When a horse paws at the ground, keeps turning to look at or bite its flank, and cannot seem to settle, most experienced owners feel their stomach drop, and for good reason. That cluster of behaviors is the classic picture of colic - abdominal pain - and colic is the single most common emergency killer of horses. It ranges from a mild gas ache that passes on its own to a twisted gut that needs surgery within hours. The trouble is that you often cannot tell which is which from the outside early on, so the safe rule is simple: treat every colic as urgent, and call the vet.

This guide is about the next hour: how to read the severity from your horse's vitals, what to do while help is on the way, and the two or three mistakes that make things worse.

Most Likely Causes

  • Gas or spasmodic colic: the most common and usually the mildest, from gas building in the gut. Often resolves with basic treatment.
  • Impaction: firm, dry manure blocking the gut, common with a sudden feed or hay change, poor water intake, or cold weather when horses drink less.
  • Sand colic: from grazing on sandy ground and taking in sand that irritates and blocks the gut.
  • Displacement or torsion: the gut moves out of position or twists. This causes severe, unrelenting pain and is a surgical emergency.
  • Other causes: parasites, gastric ulcers, and enteroliths (intestinal stones) can all trigger colic signs.

The signs tend to escalate in a recognizable order: pawing, then looking at or biting the flank, then kicking at the belly, then repeatedly lying down and getting up, then rolling and sweating. The further along that ladder a horse is, the more urgent it is.

Check These First

Vitals turn a scary situation into information the vet can act on. If you can do it safely, gather these:

🔍 Check the Vitals

  • Heart rate: normal is about 28-44 beats per minute. Over 60 signals serious pain or shock. Feel under the jaw or behind the left elbow.
  • Gut sounds: put your ear to the flank in all four quadrants (upper and lower, both sides). Some gurgling is good; a completely silent gut is a bad sign.
  • Gum color and refill: gums should be pink and moist, with color returning under 2 seconds after you press. Dark, purple, brick-red, or slow-refilling gums mean shock.
  • Manure: when did the horse last pass manure, and how much? A gut that has gone quiet often stops producing.
  • Temperature: take it if you can, and note it for the vet.
  • Behavior: is the horse trying to throw itself down and roll violently, or resting quietly? Violent rolling is a red flag.

Extracted material =>
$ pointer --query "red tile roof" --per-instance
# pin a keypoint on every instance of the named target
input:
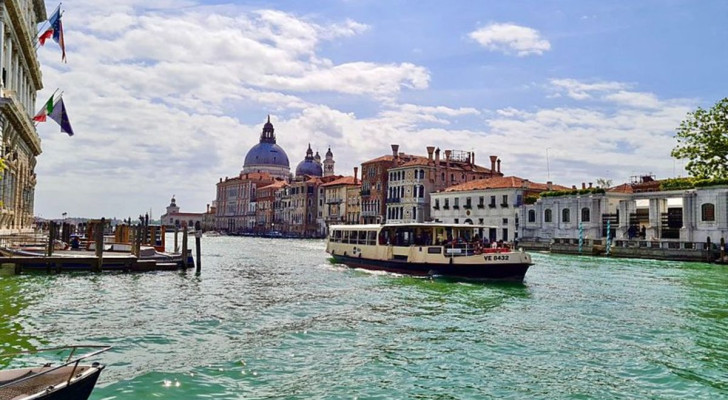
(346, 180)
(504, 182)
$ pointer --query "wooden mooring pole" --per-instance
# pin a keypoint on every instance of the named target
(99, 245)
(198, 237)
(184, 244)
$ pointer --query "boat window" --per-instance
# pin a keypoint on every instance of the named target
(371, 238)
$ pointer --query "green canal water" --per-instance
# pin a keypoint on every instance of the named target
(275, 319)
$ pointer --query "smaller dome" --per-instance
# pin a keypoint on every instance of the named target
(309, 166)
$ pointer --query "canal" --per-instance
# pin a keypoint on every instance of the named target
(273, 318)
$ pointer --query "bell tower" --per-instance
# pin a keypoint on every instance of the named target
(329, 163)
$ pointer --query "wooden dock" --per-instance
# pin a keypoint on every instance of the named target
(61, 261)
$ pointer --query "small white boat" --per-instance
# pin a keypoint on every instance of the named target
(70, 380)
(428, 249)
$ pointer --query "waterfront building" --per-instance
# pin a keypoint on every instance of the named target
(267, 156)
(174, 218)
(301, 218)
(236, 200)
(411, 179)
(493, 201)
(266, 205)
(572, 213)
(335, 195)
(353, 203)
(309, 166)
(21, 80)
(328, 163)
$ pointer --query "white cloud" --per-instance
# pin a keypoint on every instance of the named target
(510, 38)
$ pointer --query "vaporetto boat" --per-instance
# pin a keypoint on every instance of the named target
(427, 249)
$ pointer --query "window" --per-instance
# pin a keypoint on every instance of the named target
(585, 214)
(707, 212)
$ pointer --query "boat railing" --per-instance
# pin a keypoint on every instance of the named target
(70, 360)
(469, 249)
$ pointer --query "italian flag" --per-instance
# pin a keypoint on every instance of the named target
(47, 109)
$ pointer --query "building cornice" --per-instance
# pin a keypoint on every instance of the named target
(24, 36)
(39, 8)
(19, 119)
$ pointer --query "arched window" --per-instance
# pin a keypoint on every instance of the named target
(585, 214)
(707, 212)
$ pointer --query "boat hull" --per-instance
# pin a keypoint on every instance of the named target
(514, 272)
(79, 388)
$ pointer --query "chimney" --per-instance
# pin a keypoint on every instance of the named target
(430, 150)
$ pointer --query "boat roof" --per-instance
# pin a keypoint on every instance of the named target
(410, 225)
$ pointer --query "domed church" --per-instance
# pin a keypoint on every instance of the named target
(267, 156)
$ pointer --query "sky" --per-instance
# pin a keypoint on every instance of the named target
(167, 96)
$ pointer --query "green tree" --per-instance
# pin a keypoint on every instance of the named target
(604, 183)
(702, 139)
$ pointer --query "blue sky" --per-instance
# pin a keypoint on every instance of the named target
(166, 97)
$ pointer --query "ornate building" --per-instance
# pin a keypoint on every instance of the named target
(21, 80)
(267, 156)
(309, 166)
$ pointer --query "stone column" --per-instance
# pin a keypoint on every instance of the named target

==

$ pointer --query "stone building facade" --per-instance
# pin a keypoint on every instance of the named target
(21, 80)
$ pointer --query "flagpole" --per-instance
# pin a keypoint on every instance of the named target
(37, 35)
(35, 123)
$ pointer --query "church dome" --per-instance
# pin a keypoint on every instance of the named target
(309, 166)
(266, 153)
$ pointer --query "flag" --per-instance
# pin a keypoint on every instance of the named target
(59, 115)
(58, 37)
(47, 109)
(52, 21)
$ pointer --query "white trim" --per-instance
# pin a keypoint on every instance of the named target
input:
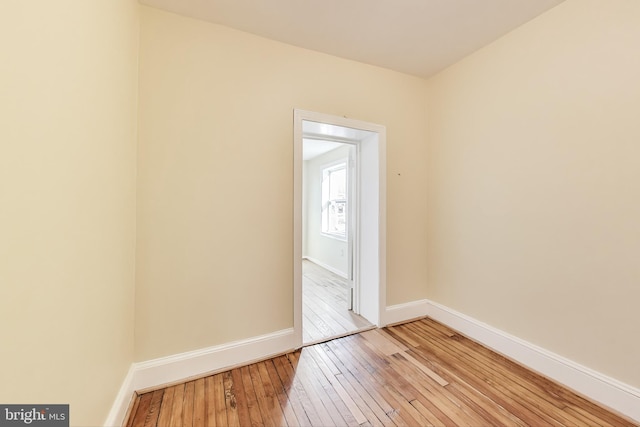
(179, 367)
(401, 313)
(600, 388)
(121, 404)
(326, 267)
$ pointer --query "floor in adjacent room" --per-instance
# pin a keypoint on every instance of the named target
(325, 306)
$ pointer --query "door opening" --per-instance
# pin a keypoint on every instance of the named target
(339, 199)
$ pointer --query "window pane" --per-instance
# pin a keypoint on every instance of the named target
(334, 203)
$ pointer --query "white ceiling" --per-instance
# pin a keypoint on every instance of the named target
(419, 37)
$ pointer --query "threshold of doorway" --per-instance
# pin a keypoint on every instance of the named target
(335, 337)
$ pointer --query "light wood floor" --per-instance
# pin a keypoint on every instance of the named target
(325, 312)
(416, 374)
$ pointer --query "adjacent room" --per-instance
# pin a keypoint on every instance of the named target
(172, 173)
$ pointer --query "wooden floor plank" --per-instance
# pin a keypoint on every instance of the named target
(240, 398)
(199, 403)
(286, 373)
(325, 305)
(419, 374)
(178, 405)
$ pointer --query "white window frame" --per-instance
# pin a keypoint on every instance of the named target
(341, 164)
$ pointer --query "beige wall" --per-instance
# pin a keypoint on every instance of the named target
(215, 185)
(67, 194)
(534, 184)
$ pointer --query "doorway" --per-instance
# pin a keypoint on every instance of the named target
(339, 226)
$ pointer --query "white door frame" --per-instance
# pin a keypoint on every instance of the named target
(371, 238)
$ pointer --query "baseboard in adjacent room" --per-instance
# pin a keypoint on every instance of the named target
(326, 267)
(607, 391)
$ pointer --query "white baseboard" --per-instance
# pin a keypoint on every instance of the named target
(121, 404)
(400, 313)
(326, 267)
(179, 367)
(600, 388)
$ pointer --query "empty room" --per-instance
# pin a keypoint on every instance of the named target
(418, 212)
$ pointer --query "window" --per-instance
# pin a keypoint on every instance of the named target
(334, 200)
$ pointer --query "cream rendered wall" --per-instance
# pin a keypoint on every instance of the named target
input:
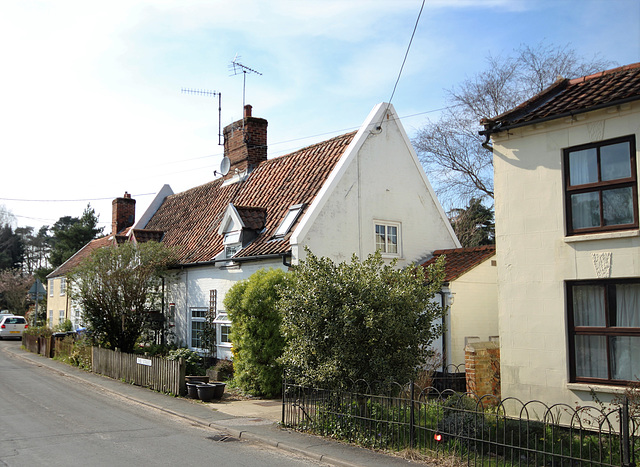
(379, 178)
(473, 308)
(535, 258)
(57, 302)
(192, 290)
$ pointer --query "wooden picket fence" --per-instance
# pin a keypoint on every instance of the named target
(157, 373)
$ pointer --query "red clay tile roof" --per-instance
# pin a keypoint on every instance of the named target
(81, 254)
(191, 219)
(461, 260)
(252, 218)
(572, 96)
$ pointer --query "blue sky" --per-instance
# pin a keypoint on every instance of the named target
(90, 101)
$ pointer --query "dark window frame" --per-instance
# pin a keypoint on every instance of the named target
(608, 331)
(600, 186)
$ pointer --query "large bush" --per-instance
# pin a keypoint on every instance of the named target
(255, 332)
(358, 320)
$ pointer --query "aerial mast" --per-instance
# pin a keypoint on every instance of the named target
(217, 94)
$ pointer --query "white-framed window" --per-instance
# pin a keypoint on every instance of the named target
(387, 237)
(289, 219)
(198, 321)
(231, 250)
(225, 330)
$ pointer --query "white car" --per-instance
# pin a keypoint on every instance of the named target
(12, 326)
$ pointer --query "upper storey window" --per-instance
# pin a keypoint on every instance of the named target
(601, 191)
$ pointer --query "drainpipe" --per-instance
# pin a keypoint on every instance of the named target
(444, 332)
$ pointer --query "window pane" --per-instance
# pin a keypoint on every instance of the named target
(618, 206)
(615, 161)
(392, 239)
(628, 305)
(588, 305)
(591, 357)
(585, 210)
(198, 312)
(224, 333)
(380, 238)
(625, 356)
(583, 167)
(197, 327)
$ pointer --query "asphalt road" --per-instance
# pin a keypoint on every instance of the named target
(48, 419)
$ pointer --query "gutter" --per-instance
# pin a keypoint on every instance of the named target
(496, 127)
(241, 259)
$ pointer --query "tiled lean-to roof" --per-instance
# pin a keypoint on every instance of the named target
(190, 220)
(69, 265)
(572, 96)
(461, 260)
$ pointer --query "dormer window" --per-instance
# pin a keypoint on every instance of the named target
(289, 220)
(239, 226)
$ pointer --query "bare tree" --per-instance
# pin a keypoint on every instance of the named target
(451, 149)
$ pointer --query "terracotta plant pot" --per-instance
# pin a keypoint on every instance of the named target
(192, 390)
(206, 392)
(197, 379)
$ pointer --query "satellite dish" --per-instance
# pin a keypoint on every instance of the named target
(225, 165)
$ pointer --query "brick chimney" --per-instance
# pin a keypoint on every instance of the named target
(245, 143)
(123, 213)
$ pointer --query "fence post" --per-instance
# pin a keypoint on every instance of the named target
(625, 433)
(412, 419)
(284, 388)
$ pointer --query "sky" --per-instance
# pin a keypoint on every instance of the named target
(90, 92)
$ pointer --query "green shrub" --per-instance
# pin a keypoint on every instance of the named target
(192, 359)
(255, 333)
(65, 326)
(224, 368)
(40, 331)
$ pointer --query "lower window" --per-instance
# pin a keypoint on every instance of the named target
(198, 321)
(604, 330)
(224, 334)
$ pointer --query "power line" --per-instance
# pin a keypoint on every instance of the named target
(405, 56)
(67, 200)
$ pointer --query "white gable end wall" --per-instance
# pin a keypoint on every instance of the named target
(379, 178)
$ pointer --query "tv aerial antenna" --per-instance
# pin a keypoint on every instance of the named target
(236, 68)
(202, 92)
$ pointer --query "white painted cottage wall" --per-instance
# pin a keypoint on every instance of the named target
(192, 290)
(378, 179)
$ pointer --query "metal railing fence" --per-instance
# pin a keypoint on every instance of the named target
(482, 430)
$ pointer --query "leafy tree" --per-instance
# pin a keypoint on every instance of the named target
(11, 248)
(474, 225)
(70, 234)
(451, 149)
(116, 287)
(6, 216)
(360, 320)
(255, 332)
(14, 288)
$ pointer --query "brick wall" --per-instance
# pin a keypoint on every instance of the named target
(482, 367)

---

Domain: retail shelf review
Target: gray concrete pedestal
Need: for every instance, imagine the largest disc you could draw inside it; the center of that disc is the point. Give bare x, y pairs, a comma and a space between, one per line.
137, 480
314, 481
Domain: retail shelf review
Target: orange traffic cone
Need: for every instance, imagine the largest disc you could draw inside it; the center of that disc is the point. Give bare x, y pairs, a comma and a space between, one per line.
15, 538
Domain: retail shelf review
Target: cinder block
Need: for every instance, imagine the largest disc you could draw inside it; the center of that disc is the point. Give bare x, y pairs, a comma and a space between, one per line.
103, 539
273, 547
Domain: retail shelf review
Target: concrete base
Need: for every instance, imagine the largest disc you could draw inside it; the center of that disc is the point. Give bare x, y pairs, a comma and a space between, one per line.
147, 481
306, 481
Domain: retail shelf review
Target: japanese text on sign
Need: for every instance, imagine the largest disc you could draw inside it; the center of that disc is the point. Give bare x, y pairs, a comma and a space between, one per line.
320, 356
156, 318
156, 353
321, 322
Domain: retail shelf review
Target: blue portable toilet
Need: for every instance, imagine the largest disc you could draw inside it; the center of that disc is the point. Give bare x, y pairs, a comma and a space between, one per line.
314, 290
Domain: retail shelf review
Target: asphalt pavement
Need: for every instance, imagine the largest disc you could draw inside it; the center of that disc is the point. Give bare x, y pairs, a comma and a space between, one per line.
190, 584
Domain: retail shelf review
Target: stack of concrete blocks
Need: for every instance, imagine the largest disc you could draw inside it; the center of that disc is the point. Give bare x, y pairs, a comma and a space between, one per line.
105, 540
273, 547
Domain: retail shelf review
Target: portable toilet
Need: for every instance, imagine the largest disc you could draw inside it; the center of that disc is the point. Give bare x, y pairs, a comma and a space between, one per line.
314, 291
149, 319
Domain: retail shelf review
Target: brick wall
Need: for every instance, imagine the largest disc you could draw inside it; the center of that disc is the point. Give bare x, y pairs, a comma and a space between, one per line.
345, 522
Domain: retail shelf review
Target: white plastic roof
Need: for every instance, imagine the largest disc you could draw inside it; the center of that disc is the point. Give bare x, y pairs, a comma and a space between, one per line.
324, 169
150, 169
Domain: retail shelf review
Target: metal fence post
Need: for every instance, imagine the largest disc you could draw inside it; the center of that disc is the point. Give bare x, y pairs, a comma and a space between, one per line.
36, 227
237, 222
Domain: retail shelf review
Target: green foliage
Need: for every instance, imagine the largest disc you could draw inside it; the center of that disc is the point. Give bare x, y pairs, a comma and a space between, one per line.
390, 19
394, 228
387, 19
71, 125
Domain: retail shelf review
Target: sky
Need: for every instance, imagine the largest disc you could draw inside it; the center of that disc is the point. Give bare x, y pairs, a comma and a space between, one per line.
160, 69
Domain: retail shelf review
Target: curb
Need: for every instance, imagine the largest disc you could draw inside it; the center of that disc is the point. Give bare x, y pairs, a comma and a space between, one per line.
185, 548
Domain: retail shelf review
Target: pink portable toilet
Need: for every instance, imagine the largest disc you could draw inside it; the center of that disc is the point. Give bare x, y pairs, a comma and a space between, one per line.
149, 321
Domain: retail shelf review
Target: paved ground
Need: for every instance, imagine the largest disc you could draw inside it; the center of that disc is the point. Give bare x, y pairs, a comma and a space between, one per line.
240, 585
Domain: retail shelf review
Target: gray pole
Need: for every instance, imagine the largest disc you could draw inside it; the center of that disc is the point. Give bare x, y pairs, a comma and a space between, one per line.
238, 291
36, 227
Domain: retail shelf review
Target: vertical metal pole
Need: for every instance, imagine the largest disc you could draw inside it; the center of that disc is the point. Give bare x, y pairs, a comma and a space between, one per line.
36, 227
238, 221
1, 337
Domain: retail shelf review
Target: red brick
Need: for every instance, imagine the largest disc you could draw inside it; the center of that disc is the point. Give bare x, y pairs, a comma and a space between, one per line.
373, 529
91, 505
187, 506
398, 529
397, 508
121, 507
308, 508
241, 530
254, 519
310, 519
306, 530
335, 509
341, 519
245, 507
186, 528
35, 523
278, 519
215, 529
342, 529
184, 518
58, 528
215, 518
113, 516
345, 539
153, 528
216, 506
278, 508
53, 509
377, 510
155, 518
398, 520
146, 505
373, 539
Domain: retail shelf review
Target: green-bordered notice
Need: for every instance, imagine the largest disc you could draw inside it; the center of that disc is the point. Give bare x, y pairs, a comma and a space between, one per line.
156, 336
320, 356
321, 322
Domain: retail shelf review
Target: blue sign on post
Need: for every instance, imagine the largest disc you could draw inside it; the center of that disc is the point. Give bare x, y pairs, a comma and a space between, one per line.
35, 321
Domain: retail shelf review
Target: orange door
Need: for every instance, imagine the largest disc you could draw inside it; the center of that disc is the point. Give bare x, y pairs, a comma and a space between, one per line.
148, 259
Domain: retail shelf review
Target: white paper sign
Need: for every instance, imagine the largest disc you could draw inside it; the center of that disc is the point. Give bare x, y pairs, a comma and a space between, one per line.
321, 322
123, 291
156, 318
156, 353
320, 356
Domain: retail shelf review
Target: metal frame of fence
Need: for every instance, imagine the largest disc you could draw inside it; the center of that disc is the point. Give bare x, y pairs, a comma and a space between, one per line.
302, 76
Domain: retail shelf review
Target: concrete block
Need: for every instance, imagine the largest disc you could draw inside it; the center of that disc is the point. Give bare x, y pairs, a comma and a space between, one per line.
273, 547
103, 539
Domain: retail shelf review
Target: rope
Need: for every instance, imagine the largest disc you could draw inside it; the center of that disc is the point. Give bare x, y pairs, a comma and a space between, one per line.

Work request 1 =>
Translate this sentence from the horse colic guide into Spanish: "It ranges from a mild gas ache that passes on its own to a twisted gut that needs surgery within hours."
Work request 2 =>
In the horse colic guide, what heart rate signals serious pain or shock?
Work request 3 =>
Carry on the horse colic guide from its last sentence.

Task result 1 =>
Va desde un leve dolor por gases que desaparece por sí solo hasta un intestino torcido que necesita cirugía en cuestión de horas.

Task result 2 =>
A heart rate over 60 beats per minute.

Task result 3 =>
Call the vet immediately for any colic - and treat it as critical if you see: Violent, repeated rolling · A heart rate over 60 · No gut sounds at all · Dark or purple gums with slow refill · Heavy sweating and unrelenting pain · No manure passed · A distended belly · A horse going down and unable to rise. Colic can progress to surgical in a matter of hours.

What to Do Tonight

  • Call the vet first. Do this before anything else and describe the signs and vitals. Early veterinary care is the biggest factor in survival.
  • Remove all food. Take away hay and feed. Do not let a colicking horse eat, because it can worsen an impaction or a displacement.
  • Leave water available. Do not withhold water unless your vet tells you to.
  • Manage rolling with walking. If the horse is trying to roll violently, hand-walk it gently to reduce the risk of injury and a twist. Do not exhaust it with hours of forced walking. If it will stand quietly, let it rest.
  • Do not give banamine or bute without the vet's go-ahead. Pain medication masks the signs the vet needs to judge severity.
  • Write down the timeline: when signs started, the last manure, the last meal, and water intake. Keep yourself and the horse safe from injury while you wait.

A clear history helps enormously when the vet arrives, and repeat colics often have patterns worth tracking. VetGPT's health tools let you log vitals, manure output, and feed or water changes over time and get an AI read on how urgent a set of signs looks, so you can hand the vet a precise picture instead of a rushed guess.

Common Questions

Is pawing always colic in a horse?

Not always, but pawing plus looking at or biting the flank, restlessness, repeatedly lying down and getting up, or rolling is the classic colic picture. Because colic can go from mild to surgical within hours, any horse showing this cluster should be assessed as a possible colic and the vet called.

How do I check if my horse's colic is serious?

Check three vitals. Heart rate should be 28-44 bpm; over 60 signals serious pain or shock. Gut sounds should be present in all four quadrants; silence is bad. Gums should be pink and moist with refill under 2 seconds; dark or slow-refilling gums mean shock. Any of these, or violent rolling and no manure, means a serious colic.

Should I walk a colicking horse?

Hand-walking helps if the horse is trying to roll violently, since it reduces injury and twist risk. But it does not cure colic and you should not exhaust the horse. If it will stand or rest quietly without rolling, let it, and wait for the vet.

Can I give banamine or bute for colic?

Not without talking to your vet first. These drugs mask the pain the vet needs to gauge severity and can hide a surgical case until it is too late. Call the vet, describe the signs, and follow their instructions on medication.